◆ **INSTRUCTIONS FOR THE TASK**:
Report every line of the rows below that contains the word "bald", matching case exactly. Copy each such line as it appears.
>> Start WORKING DATA
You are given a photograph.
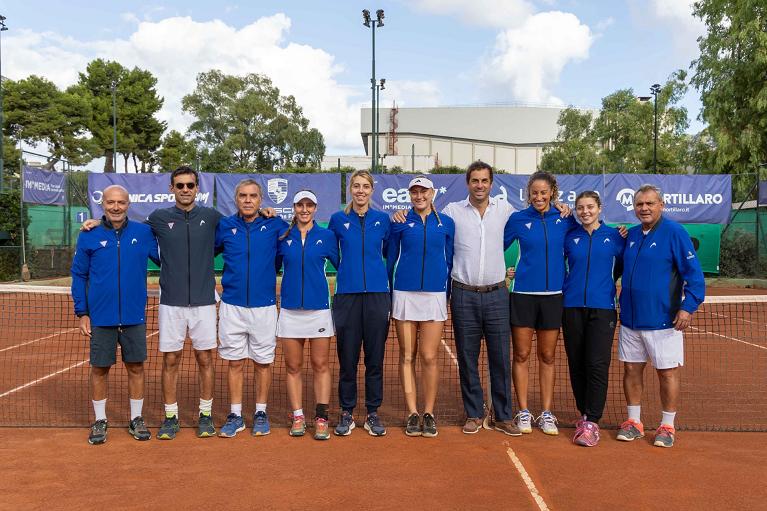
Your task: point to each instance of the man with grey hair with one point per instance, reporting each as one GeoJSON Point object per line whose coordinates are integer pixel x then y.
{"type": "Point", "coordinates": [248, 313]}
{"type": "Point", "coordinates": [109, 292]}
{"type": "Point", "coordinates": [662, 286]}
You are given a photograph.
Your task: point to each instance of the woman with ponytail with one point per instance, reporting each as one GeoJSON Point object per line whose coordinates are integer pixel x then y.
{"type": "Point", "coordinates": [419, 260]}
{"type": "Point", "coordinates": [362, 302]}
{"type": "Point", "coordinates": [304, 310]}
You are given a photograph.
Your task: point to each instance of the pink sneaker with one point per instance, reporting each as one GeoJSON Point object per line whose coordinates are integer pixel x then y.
{"type": "Point", "coordinates": [587, 434]}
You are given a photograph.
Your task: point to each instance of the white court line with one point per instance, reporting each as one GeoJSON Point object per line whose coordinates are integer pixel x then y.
{"type": "Point", "coordinates": [730, 338]}
{"type": "Point", "coordinates": [35, 382]}
{"type": "Point", "coordinates": [526, 478]}
{"type": "Point", "coordinates": [512, 455]}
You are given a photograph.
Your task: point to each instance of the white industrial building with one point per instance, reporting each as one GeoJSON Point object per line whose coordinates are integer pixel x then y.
{"type": "Point", "coordinates": [510, 138]}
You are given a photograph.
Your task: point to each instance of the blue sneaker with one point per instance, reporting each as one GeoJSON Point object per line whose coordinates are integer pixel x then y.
{"type": "Point", "coordinates": [374, 426]}
{"type": "Point", "coordinates": [345, 424]}
{"type": "Point", "coordinates": [234, 424]}
{"type": "Point", "coordinates": [260, 424]}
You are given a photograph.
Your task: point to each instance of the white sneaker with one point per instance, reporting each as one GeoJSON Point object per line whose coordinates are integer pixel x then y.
{"type": "Point", "coordinates": [524, 421]}
{"type": "Point", "coordinates": [548, 423]}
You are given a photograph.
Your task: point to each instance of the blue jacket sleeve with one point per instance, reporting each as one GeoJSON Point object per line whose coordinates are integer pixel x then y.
{"type": "Point", "coordinates": [686, 261]}
{"type": "Point", "coordinates": [80, 268]}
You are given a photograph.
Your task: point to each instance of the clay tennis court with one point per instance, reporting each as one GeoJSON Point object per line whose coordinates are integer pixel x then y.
{"type": "Point", "coordinates": [43, 382]}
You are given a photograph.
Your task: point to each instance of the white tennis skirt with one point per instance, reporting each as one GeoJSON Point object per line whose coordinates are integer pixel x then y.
{"type": "Point", "coordinates": [419, 305]}
{"type": "Point", "coordinates": [305, 324]}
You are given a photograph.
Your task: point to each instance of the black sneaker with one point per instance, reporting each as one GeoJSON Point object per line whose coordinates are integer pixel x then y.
{"type": "Point", "coordinates": [429, 426]}
{"type": "Point", "coordinates": [98, 433]}
{"type": "Point", "coordinates": [138, 429]}
{"type": "Point", "coordinates": [413, 427]}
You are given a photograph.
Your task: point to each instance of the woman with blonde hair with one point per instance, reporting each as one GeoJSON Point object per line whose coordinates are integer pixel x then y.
{"type": "Point", "coordinates": [419, 259]}
{"type": "Point", "coordinates": [362, 302]}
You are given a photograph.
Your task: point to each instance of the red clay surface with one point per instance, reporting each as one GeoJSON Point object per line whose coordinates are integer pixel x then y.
{"type": "Point", "coordinates": [57, 469]}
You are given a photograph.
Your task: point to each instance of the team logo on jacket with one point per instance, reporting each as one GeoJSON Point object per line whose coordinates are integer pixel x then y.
{"type": "Point", "coordinates": [277, 189]}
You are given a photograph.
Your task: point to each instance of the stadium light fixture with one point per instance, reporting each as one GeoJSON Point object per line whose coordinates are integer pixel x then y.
{"type": "Point", "coordinates": [3, 28]}
{"type": "Point", "coordinates": [655, 90]}
{"type": "Point", "coordinates": [366, 21]}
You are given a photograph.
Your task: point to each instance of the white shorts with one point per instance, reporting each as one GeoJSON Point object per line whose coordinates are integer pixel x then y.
{"type": "Point", "coordinates": [175, 321]}
{"type": "Point", "coordinates": [664, 348]}
{"type": "Point", "coordinates": [247, 332]}
{"type": "Point", "coordinates": [305, 324]}
{"type": "Point", "coordinates": [419, 305]}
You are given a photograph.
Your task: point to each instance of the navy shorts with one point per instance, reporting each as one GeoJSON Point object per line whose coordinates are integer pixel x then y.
{"type": "Point", "coordinates": [104, 340]}
{"type": "Point", "coordinates": [542, 312]}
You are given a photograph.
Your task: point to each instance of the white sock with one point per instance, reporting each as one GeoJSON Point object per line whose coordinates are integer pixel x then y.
{"type": "Point", "coordinates": [171, 410]}
{"type": "Point", "coordinates": [100, 409]}
{"type": "Point", "coordinates": [136, 406]}
{"type": "Point", "coordinates": [668, 418]}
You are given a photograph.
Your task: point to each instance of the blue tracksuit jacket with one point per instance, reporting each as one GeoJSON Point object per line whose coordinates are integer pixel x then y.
{"type": "Point", "coordinates": [361, 241]}
{"type": "Point", "coordinates": [661, 274]}
{"type": "Point", "coordinates": [592, 261]}
{"type": "Point", "coordinates": [541, 236]}
{"type": "Point", "coordinates": [109, 273]}
{"type": "Point", "coordinates": [250, 259]}
{"type": "Point", "coordinates": [422, 253]}
{"type": "Point", "coordinates": [304, 285]}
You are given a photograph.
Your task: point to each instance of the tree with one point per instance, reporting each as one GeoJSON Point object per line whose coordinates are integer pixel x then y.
{"type": "Point", "coordinates": [137, 102]}
{"type": "Point", "coordinates": [730, 74]}
{"type": "Point", "coordinates": [242, 122]}
{"type": "Point", "coordinates": [175, 151]}
{"type": "Point", "coordinates": [37, 112]}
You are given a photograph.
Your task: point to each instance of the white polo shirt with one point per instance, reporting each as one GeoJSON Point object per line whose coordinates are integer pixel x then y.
{"type": "Point", "coordinates": [478, 255]}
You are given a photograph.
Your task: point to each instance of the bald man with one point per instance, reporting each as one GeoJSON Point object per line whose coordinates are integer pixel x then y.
{"type": "Point", "coordinates": [109, 292]}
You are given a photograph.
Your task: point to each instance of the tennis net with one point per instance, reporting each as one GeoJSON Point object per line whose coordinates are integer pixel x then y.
{"type": "Point", "coordinates": [44, 372]}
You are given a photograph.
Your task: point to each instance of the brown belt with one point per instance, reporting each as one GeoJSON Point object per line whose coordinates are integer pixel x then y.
{"type": "Point", "coordinates": [479, 289]}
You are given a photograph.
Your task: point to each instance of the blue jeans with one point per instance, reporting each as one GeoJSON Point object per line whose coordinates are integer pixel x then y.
{"type": "Point", "coordinates": [478, 315]}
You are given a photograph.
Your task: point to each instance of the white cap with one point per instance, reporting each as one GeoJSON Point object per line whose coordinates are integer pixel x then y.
{"type": "Point", "coordinates": [304, 194]}
{"type": "Point", "coordinates": [420, 181]}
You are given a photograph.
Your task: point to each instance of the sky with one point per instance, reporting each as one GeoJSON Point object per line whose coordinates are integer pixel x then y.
{"type": "Point", "coordinates": [431, 52]}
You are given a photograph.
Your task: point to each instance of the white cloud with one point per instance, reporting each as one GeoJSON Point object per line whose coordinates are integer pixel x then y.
{"type": "Point", "coordinates": [176, 49]}
{"type": "Point", "coordinates": [489, 13]}
{"type": "Point", "coordinates": [528, 60]}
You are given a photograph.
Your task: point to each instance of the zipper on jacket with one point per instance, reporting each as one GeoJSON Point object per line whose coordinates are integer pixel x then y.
{"type": "Point", "coordinates": [188, 259]}
{"type": "Point", "coordinates": [119, 293]}
{"type": "Point", "coordinates": [588, 266]}
{"type": "Point", "coordinates": [546, 240]}
{"type": "Point", "coordinates": [362, 226]}
{"type": "Point", "coordinates": [423, 259]}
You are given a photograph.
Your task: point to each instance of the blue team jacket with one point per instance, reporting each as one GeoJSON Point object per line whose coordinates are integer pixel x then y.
{"type": "Point", "coordinates": [304, 285]}
{"type": "Point", "coordinates": [361, 241]}
{"type": "Point", "coordinates": [109, 273]}
{"type": "Point", "coordinates": [250, 259]}
{"type": "Point", "coordinates": [422, 253]}
{"type": "Point", "coordinates": [541, 236]}
{"type": "Point", "coordinates": [592, 260]}
{"type": "Point", "coordinates": [661, 274]}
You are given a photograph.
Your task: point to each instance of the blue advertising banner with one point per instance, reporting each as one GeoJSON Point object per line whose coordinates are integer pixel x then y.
{"type": "Point", "coordinates": [391, 193]}
{"type": "Point", "coordinates": [44, 187]}
{"type": "Point", "coordinates": [278, 190]}
{"type": "Point", "coordinates": [699, 199]}
{"type": "Point", "coordinates": [147, 192]}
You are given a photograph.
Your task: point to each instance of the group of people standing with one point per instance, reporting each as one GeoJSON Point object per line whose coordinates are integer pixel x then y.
{"type": "Point", "coordinates": [408, 268]}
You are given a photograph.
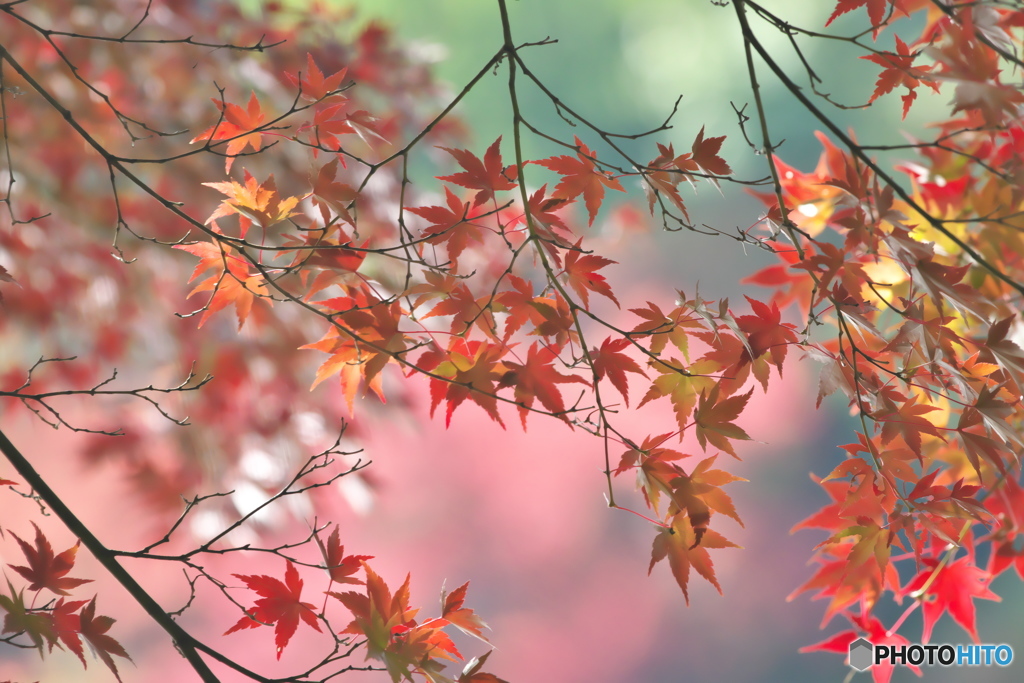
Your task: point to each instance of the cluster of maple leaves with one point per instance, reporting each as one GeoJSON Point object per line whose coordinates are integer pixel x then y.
{"type": "Point", "coordinates": [487, 290]}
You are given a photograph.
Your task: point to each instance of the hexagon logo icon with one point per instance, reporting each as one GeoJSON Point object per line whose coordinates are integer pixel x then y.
{"type": "Point", "coordinates": [861, 652]}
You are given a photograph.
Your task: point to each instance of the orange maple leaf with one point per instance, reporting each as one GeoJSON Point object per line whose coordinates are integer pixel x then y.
{"type": "Point", "coordinates": [230, 283]}
{"type": "Point", "coordinates": [487, 176]}
{"type": "Point", "coordinates": [608, 360]}
{"type": "Point", "coordinates": [314, 86]}
{"type": "Point", "coordinates": [94, 629]}
{"type": "Point", "coordinates": [236, 126]}
{"type": "Point", "coordinates": [581, 269]}
{"type": "Point", "coordinates": [714, 419]}
{"type": "Point", "coordinates": [537, 379]}
{"type": "Point", "coordinates": [340, 566]}
{"type": "Point", "coordinates": [677, 542]}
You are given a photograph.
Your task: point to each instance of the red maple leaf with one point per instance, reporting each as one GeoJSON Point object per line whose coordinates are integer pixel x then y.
{"type": "Point", "coordinates": [537, 379]}
{"type": "Point", "coordinates": [898, 71]}
{"type": "Point", "coordinates": [611, 363]}
{"type": "Point", "coordinates": [705, 156]}
{"type": "Point", "coordinates": [46, 569]}
{"type": "Point", "coordinates": [68, 626]}
{"type": "Point", "coordinates": [314, 86]}
{"type": "Point", "coordinates": [582, 272]}
{"type": "Point", "coordinates": [462, 617]}
{"type": "Point", "coordinates": [472, 369]}
{"type": "Point", "coordinates": [281, 605]}
{"type": "Point", "coordinates": [230, 283]}
{"type": "Point", "coordinates": [238, 124]}
{"type": "Point", "coordinates": [678, 544]}
{"type": "Point", "coordinates": [954, 590]}
{"type": "Point", "coordinates": [329, 194]}
{"type": "Point", "coordinates": [714, 419]}
{"type": "Point", "coordinates": [876, 10]}
{"type": "Point", "coordinates": [94, 629]}
{"type": "Point", "coordinates": [876, 633]}
{"type": "Point", "coordinates": [450, 224]}
{"type": "Point", "coordinates": [581, 175]}
{"type": "Point", "coordinates": [472, 674]}
{"type": "Point", "coordinates": [766, 332]}
{"type": "Point", "coordinates": [487, 176]}
{"type": "Point", "coordinates": [378, 615]}
{"type": "Point", "coordinates": [340, 566]}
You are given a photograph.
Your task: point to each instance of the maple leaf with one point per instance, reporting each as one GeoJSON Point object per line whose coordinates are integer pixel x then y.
{"type": "Point", "coordinates": [256, 202]}
{"type": "Point", "coordinates": [487, 176]}
{"type": "Point", "coordinates": [953, 589]}
{"type": "Point", "coordinates": [537, 379]}
{"type": "Point", "coordinates": [581, 175]}
{"type": "Point", "coordinates": [608, 360]}
{"type": "Point", "coordinates": [766, 332]}
{"type": "Point", "coordinates": [682, 386]}
{"type": "Point", "coordinates": [898, 71]}
{"type": "Point", "coordinates": [581, 269]}
{"type": "Point", "coordinates": [699, 493]}
{"type": "Point", "coordinates": [314, 86]}
{"type": "Point", "coordinates": [38, 626]}
{"type": "Point", "coordinates": [450, 224]}
{"type": "Point", "coordinates": [473, 369]}
{"type": "Point", "coordinates": [665, 178]}
{"type": "Point", "coordinates": [339, 566]}
{"type": "Point", "coordinates": [68, 626]}
{"type": "Point", "coordinates": [93, 629]}
{"type": "Point", "coordinates": [677, 542]}
{"type": "Point", "coordinates": [543, 212]}
{"type": "Point", "coordinates": [5, 278]}
{"type": "Point", "coordinates": [876, 10]}
{"type": "Point", "coordinates": [329, 194]}
{"type": "Point", "coordinates": [664, 328]}
{"type": "Point", "coordinates": [236, 126]}
{"type": "Point", "coordinates": [230, 284]}
{"type": "Point", "coordinates": [378, 613]}
{"type": "Point", "coordinates": [46, 569]}
{"type": "Point", "coordinates": [876, 633]}
{"type": "Point", "coordinates": [363, 359]}
{"type": "Point", "coordinates": [280, 605]}
{"type": "Point", "coordinates": [713, 419]}
{"type": "Point", "coordinates": [462, 617]}
{"type": "Point", "coordinates": [705, 156]}
{"type": "Point", "coordinates": [472, 674]}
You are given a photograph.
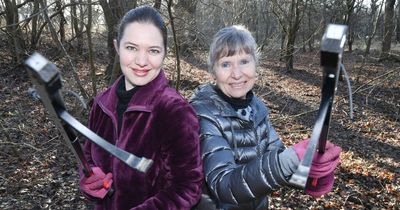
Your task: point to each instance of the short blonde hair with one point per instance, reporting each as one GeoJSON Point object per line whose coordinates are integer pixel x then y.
{"type": "Point", "coordinates": [231, 40]}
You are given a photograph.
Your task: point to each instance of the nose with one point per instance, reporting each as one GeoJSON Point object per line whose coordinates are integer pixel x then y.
{"type": "Point", "coordinates": [236, 72]}
{"type": "Point", "coordinates": [141, 58]}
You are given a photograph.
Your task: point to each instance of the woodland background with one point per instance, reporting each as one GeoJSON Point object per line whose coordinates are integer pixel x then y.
{"type": "Point", "coordinates": [37, 171]}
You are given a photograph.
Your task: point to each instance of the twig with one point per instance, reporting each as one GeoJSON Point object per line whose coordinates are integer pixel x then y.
{"type": "Point", "coordinates": [345, 201]}
{"type": "Point", "coordinates": [372, 80]}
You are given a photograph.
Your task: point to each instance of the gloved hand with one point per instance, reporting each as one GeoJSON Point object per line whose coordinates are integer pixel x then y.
{"type": "Point", "coordinates": [321, 177]}
{"type": "Point", "coordinates": [96, 185]}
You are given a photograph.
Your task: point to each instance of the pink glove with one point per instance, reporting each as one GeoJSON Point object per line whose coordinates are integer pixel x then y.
{"type": "Point", "coordinates": [97, 185]}
{"type": "Point", "coordinates": [321, 177]}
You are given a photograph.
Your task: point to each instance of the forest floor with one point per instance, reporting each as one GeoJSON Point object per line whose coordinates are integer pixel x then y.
{"type": "Point", "coordinates": [37, 170]}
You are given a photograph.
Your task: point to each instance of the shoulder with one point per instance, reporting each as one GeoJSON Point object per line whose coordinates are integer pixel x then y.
{"type": "Point", "coordinates": [172, 104]}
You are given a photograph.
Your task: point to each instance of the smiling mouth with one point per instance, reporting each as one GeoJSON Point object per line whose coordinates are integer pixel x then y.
{"type": "Point", "coordinates": [141, 73]}
{"type": "Point", "coordinates": [237, 84]}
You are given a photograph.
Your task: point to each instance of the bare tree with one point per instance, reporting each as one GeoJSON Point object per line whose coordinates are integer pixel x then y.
{"type": "Point", "coordinates": [374, 19]}
{"type": "Point", "coordinates": [62, 49]}
{"type": "Point", "coordinates": [289, 17]}
{"type": "Point", "coordinates": [76, 24]}
{"type": "Point", "coordinates": [90, 46]}
{"type": "Point", "coordinates": [176, 45]}
{"type": "Point", "coordinates": [388, 28]}
{"type": "Point", "coordinates": [13, 30]}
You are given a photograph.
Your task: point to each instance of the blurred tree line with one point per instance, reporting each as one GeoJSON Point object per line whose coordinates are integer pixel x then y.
{"type": "Point", "coordinates": [288, 26]}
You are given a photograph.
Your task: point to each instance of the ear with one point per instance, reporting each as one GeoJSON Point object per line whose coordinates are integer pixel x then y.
{"type": "Point", "coordinates": [116, 46]}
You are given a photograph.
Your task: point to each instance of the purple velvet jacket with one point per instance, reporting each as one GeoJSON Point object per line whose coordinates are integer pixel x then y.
{"type": "Point", "coordinates": [158, 124]}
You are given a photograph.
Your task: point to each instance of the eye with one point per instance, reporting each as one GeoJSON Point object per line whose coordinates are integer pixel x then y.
{"type": "Point", "coordinates": [244, 62]}
{"type": "Point", "coordinates": [155, 51]}
{"type": "Point", "coordinates": [225, 65]}
{"type": "Point", "coordinates": [131, 48]}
>> End WORKING DATA
◆ **FINAL ANSWER**:
Your task: point to each instance of the bald man with one point per instance, reporting each as one GeoJSON Point object per line whose coordinates are integer pixel x then y.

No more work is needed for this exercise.